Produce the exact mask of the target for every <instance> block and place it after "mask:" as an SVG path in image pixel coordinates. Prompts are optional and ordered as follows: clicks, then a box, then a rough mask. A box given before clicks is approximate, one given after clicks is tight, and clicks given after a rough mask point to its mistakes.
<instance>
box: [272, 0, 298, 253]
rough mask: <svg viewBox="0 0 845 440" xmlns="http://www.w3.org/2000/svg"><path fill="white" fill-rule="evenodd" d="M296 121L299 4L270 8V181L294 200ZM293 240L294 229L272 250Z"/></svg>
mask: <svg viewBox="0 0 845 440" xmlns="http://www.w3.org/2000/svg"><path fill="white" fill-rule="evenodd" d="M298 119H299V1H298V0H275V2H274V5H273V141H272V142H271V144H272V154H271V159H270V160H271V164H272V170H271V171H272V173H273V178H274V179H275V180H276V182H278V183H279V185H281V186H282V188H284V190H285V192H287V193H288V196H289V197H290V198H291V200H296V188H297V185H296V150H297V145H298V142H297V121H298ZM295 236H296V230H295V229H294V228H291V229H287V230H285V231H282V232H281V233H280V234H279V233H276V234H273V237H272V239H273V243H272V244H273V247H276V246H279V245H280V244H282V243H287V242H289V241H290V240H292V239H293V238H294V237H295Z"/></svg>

• • • • • • •

Print the whole listing exactly as it is.

▸ Final answer:
Produce the exact mask of the target for every <instance> block and place it after "mask:" as an SVG path in image pixel coordinates. Prompts are optional and ordered as follows: clicks, then a box, then a rough mask. A box given before clicks is approximate, one given after clicks is tight, and clicks given after a rough mask point to its mistakes.
<instance>
box: [272, 0, 298, 253]
rough mask: <svg viewBox="0 0 845 440" xmlns="http://www.w3.org/2000/svg"><path fill="white" fill-rule="evenodd" d="M296 121L299 4L270 8V181L294 200ZM293 240L294 229L272 250Z"/></svg>
mask: <svg viewBox="0 0 845 440" xmlns="http://www.w3.org/2000/svg"><path fill="white" fill-rule="evenodd" d="M298 119H299V1H298V0H275V2H274V5H273V141H272V142H271V144H272V154H271V159H270V160H271V164H272V170H271V171H272V173H273V178H274V179H275V180H276V182H278V183H279V185H281V186H282V188H284V190H285V192H287V193H288V196H289V197H290V198H291V200H296V188H297V185H296V150H297V145H298V142H297V121H298ZM295 236H296V230H295V229H294V228H291V229H287V230H285V231H282V232H281V233H280V234H279V233H276V234H273V237H272V239H273V243H272V244H273V247H276V246H279V245H280V244H282V243H287V242H289V241H290V240H292V239H293V238H294V237H295Z"/></svg>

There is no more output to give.